↓↓↓

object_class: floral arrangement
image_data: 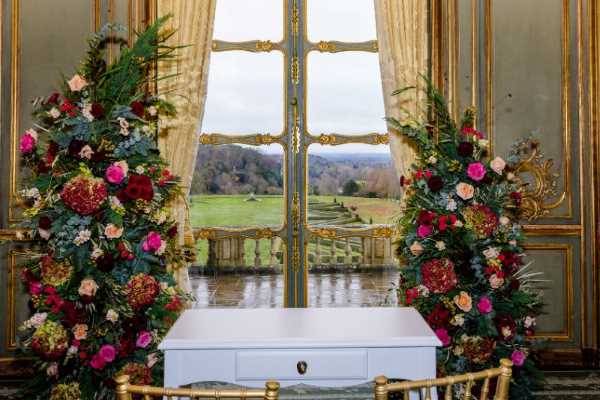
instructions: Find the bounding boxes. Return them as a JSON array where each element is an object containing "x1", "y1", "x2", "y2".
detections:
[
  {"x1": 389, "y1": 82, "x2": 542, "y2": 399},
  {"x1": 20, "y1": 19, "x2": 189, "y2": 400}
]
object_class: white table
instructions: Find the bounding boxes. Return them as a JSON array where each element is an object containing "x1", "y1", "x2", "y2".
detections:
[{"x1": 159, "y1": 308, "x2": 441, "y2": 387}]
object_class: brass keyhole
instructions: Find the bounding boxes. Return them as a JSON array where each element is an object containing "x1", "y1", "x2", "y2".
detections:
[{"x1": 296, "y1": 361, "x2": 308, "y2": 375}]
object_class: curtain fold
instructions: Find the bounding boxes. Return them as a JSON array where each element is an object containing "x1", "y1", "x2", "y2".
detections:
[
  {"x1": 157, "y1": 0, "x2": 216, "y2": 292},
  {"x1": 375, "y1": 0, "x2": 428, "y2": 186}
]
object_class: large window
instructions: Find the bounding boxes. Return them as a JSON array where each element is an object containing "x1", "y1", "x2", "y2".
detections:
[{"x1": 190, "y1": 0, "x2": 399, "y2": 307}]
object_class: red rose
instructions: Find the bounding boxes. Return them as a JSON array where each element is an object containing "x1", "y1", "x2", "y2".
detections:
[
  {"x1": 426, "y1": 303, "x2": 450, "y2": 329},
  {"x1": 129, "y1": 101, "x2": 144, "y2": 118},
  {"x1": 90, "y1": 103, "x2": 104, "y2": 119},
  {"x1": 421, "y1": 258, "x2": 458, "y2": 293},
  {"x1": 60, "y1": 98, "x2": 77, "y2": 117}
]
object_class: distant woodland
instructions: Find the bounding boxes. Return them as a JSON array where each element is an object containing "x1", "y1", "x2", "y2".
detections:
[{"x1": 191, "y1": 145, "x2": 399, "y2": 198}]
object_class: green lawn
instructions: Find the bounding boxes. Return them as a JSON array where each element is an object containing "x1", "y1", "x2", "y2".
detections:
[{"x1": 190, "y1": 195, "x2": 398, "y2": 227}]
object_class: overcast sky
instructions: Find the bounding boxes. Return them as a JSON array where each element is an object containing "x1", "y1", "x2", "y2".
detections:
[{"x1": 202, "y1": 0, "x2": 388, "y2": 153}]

↑↑↑
↓↓↓

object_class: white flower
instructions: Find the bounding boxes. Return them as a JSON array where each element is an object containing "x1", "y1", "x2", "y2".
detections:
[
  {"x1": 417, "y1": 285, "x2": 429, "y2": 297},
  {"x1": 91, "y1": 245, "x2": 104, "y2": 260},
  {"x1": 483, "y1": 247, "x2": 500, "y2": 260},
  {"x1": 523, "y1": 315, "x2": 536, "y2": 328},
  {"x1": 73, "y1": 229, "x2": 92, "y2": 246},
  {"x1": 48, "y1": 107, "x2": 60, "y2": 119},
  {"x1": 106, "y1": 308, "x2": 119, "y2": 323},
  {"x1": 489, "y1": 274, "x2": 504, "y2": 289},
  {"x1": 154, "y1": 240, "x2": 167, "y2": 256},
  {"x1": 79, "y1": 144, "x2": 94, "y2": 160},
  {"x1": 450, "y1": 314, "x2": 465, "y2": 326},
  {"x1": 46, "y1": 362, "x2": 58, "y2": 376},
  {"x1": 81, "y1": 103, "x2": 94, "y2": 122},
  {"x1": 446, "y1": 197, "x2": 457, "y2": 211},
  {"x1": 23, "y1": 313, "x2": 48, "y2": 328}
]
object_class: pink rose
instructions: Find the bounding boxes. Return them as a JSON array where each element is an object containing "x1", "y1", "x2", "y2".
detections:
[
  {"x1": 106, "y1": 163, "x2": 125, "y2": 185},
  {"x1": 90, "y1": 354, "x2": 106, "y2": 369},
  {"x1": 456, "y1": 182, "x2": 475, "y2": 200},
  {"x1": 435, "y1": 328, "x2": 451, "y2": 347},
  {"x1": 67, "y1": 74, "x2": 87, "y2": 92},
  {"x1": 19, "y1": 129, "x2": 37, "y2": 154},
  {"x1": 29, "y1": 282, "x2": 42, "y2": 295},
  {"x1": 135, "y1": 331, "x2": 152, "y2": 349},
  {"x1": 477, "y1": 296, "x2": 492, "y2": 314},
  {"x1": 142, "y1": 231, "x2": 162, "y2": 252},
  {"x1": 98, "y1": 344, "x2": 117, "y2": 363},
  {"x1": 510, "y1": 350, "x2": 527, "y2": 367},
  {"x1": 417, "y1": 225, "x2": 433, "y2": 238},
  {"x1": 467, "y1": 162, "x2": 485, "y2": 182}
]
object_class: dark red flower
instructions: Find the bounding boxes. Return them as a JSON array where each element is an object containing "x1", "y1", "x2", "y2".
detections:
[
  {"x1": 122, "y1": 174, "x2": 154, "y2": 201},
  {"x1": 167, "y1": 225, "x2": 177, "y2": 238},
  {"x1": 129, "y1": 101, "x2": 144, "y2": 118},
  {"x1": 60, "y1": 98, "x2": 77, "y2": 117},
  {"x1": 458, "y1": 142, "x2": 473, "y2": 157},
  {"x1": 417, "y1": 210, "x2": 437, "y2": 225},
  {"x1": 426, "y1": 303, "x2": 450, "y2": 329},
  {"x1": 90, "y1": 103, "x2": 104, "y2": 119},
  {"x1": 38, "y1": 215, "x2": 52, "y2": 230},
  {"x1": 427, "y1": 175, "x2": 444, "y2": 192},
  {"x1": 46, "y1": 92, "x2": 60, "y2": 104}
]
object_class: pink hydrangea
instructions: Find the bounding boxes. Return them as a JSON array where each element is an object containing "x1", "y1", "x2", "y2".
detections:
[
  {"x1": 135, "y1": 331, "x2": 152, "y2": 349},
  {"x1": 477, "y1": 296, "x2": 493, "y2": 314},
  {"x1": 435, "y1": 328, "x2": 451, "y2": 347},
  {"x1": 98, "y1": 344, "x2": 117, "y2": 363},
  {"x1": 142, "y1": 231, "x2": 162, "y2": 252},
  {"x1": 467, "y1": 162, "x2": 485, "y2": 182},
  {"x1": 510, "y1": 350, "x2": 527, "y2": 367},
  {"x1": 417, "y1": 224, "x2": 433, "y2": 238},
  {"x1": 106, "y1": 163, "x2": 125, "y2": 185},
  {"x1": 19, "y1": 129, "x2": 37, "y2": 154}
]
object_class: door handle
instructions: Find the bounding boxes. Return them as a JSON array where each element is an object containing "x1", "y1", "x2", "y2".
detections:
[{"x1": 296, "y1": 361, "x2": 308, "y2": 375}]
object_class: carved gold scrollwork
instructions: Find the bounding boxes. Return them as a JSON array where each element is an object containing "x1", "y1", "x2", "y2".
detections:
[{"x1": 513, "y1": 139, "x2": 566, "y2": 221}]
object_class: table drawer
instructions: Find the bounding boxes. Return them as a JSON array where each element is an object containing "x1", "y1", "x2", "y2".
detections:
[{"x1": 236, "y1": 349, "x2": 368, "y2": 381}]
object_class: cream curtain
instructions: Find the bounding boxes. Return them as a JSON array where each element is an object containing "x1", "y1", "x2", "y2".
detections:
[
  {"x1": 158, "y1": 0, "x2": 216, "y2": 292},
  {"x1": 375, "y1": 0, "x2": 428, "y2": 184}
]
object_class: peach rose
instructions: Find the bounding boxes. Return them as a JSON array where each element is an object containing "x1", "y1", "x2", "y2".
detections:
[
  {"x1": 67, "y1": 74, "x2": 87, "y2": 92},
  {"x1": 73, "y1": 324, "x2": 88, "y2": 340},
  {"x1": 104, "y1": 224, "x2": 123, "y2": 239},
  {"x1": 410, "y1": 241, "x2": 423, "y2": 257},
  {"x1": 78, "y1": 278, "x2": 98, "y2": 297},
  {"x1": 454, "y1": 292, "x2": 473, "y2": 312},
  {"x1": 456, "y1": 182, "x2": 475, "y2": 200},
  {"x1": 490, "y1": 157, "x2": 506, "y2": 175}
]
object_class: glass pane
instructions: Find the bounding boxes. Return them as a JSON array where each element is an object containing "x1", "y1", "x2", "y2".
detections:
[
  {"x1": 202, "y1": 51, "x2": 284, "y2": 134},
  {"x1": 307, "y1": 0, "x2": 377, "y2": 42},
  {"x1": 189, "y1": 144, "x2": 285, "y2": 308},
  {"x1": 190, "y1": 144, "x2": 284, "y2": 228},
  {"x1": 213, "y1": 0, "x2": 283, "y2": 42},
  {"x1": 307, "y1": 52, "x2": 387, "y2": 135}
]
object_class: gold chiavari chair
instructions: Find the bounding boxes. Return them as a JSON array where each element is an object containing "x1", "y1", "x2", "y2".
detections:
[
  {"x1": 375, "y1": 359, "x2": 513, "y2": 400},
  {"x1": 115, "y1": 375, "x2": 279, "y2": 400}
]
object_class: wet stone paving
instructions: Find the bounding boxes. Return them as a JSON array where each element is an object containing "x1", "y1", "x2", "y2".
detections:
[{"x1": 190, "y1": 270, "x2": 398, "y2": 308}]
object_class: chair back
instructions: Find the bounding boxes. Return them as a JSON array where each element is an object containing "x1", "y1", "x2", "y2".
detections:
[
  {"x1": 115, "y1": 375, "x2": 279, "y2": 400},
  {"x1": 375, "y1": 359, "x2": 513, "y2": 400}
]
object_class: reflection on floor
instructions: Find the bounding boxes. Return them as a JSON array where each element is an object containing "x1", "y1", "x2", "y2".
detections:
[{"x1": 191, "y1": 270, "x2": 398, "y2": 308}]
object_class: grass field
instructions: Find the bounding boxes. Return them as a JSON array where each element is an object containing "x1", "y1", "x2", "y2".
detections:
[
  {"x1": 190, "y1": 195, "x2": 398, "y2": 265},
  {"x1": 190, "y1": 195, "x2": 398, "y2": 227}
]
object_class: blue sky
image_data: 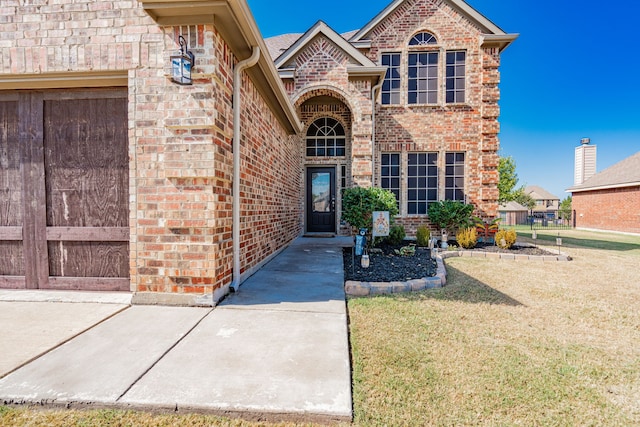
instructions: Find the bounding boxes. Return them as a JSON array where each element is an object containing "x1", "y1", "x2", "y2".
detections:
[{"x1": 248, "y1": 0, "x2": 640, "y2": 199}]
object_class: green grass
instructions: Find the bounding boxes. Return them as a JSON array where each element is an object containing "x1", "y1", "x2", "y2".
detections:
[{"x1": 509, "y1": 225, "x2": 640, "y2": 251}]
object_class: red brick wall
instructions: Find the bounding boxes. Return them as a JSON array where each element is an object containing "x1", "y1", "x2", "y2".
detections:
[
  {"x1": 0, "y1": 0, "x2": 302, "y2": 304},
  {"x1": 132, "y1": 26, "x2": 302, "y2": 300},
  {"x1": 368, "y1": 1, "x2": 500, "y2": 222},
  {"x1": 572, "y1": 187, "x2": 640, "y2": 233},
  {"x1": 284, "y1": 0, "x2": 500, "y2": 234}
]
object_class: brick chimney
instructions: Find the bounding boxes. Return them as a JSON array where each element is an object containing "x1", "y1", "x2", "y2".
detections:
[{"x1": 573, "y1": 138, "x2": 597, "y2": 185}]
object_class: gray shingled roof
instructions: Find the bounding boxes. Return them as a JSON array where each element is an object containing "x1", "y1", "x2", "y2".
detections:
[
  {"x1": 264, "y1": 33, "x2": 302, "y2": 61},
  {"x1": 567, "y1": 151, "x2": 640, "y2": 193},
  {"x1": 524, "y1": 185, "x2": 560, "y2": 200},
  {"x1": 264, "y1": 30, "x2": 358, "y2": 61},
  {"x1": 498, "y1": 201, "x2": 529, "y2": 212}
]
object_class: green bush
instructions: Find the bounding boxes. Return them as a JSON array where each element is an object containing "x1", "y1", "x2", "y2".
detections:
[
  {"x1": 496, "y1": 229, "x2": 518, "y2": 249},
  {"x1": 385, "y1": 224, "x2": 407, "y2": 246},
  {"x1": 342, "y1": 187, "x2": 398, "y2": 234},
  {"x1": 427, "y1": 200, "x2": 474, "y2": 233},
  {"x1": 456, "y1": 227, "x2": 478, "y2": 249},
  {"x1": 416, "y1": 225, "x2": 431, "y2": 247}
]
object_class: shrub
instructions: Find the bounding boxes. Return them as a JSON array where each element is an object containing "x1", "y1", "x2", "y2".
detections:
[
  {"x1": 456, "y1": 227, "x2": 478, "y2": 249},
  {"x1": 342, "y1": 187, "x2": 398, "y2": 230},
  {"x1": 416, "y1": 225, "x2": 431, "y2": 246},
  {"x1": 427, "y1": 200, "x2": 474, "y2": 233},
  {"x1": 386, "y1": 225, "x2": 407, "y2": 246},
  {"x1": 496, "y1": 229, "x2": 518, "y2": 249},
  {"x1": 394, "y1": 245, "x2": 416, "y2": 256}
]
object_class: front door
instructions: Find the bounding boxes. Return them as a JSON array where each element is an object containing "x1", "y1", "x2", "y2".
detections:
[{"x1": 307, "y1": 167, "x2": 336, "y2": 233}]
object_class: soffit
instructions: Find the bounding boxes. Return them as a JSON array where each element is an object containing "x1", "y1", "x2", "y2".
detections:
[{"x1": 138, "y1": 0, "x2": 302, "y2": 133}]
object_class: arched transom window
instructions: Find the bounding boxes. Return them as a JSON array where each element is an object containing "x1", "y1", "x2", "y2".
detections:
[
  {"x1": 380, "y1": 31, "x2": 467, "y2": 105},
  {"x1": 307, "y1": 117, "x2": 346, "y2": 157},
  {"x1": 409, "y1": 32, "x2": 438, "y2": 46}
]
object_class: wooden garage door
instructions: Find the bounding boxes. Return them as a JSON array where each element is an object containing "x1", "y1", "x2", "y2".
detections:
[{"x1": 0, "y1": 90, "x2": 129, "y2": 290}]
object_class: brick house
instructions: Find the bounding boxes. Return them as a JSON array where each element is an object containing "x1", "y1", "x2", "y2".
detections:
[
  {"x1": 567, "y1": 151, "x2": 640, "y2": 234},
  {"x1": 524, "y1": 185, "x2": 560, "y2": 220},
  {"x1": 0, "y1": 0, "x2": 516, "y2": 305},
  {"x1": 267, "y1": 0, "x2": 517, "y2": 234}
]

↑↑↑
↓↓↓

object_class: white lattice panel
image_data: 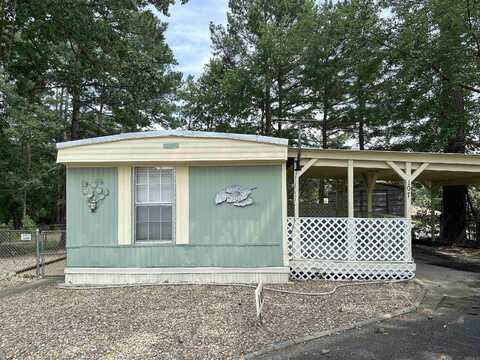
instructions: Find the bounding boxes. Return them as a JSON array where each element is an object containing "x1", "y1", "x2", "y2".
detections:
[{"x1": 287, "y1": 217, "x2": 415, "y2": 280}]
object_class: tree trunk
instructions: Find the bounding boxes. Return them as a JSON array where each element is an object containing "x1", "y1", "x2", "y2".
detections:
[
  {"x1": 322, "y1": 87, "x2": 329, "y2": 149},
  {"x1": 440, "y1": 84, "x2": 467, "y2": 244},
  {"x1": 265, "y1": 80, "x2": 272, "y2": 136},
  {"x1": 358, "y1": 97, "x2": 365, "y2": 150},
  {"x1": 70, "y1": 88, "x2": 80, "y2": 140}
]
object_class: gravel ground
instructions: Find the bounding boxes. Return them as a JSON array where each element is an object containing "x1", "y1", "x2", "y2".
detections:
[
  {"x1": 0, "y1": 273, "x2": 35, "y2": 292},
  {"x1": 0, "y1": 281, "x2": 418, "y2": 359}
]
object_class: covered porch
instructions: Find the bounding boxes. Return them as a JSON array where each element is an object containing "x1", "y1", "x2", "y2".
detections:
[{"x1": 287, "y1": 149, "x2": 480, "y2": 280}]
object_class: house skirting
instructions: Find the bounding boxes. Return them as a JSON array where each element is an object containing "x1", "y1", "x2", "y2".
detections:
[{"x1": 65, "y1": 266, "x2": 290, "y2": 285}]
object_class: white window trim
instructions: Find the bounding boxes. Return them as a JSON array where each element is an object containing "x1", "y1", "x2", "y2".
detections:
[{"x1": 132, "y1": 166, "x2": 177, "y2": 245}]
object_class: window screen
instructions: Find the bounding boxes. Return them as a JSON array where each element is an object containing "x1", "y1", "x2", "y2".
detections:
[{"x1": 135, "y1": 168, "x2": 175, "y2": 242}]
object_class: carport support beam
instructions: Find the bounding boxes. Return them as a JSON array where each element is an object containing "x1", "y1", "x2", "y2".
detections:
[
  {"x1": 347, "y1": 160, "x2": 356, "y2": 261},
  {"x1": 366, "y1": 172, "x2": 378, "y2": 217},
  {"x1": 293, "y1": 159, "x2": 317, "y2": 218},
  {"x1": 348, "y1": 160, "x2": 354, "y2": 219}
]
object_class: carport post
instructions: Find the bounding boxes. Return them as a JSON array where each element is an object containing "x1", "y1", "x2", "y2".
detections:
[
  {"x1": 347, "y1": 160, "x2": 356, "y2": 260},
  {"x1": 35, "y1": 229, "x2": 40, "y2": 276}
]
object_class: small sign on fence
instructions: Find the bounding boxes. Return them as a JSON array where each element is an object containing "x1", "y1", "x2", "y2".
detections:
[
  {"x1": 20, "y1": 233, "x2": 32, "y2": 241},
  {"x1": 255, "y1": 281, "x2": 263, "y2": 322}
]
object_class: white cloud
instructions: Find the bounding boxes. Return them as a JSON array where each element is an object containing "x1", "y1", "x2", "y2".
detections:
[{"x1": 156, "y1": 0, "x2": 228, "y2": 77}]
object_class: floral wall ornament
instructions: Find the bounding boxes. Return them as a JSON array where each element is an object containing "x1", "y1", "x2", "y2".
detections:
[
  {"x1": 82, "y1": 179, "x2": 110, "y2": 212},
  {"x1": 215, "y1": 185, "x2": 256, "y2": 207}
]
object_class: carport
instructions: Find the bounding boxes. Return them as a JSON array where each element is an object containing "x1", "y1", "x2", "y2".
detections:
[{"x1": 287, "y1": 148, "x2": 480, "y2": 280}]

↑↑↑

**WRITTEN REQUEST**
Locate every line in the data above that contains the word "white", with case counting, and copy each of those lines in full.

**ANSWER TO THE EXERCISE**
object_class: white table
object_class: white flower
object_class: white lattice panel
object_class: white window trim
object_class: white cloud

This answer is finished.